**WHAT THE EXERCISE ASKS**
Carry on the Gaussian process text from the point where it stops.

**ARTICLE**
--- BEGIN ---

Observe that points close together in the input domain of $x$ are strongly correlated ($y_1$ is close to $y_2$), while points further away from eachother are almost independent. This is because these marginals come from a Gaussian process with as prior the exponentiated quadratic covariance which adds prior information that points close to eachother in the input space $X$ must be close to eachother in the output space $y$.

In [7]:

Gaussian processes for regression

Since Gaussian processes model distributions over functions we can use them to build regression models. We can treat the Gaussian process as a prior defined by the kernel function and create a posterior distribution given some data. This posterior distribution can then be used to predict the expected value and probability of the output variable $\mathbf{y}$ given input variables $X$.

--- END ---

Location identification entries:

--- BEGIN ---

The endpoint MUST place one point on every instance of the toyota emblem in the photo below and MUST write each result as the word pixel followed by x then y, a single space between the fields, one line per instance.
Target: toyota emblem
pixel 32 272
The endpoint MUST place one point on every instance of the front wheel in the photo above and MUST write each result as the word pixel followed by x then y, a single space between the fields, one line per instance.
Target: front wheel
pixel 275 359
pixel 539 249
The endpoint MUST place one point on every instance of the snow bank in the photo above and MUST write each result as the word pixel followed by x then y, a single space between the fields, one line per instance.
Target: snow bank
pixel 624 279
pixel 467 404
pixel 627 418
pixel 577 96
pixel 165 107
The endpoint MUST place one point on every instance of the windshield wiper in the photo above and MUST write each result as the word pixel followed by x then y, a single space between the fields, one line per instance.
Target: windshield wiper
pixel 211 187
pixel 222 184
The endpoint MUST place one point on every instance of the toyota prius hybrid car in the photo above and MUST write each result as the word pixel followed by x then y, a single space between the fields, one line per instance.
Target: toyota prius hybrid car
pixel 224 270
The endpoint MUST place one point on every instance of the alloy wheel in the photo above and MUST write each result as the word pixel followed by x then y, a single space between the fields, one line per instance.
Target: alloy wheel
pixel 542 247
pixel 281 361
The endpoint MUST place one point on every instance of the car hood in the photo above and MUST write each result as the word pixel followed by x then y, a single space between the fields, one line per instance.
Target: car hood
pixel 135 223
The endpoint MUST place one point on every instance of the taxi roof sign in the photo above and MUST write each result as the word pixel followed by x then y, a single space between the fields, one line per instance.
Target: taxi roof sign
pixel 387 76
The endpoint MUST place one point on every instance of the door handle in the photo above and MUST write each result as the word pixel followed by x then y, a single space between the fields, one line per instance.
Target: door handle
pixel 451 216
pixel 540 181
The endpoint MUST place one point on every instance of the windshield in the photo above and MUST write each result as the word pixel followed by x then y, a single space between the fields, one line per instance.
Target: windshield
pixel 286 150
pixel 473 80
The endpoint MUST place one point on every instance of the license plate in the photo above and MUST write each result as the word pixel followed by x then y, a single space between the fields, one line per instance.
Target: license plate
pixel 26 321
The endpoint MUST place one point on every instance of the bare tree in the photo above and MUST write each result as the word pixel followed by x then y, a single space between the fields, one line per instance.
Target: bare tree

--- END ---

**IN RESPONSE**
Predictions from posterior

We want to make predictions $\mathbf{y}_2 = f(X_2)$ for $n_2$ new samples, and we want to make these predictions based on our Gaussian process prior and $n_1$ previously observed data points $(X_1,\mathbf{y}_1)$. This can be done with the help of the posterior distribution $p(\mathbf{y}_2 \mid \mathbf{y}_1,X_1,X_2)$. Keep in mind that $\mathbf{y}_1$ and $\mathbf{y}_2$ are jointly Gaussian since they both should come from the same function. Since they are jointly Gaussian and we have a finite number of samples we can write:

$$ \left[\begin{array}{c} \mathbf{y}_{1} \\ \mathbf{y}_{2} \end{array}\right] \sim \mathcal{N} \left( \left[\begin{array}{c} \mu_{1} \\ \mu_{2} \end{array}\right], \left[ \begin{array}{cc} \Sigma_{11} & \Sigma_{12} \\ \Sigma_{21} & \Sigma_{22} \end{array} \right] \right) $$

Where: $$\begin{split} \mu_{1} & = m(X_1) \quad (n_1 \times 1) \\ \mu_{2} & = m(X_2) \quad (n_2 \times 1) \\ \Sigma_{11} & = k(X_1,X_1) \quad (n_1 \times n_1) \\ \Sigma_{22} & = k(X_2,X_2) \quad (n_2 \times n_2) \\ \Sigma_{12} & = k(X_1,X_2) = k_{21}^\top \quad (n_1 \times n_2) \end{split}$$

Note that $\Sigma_{11}$ is independent of $\Sigma_{22}$ and vice versa.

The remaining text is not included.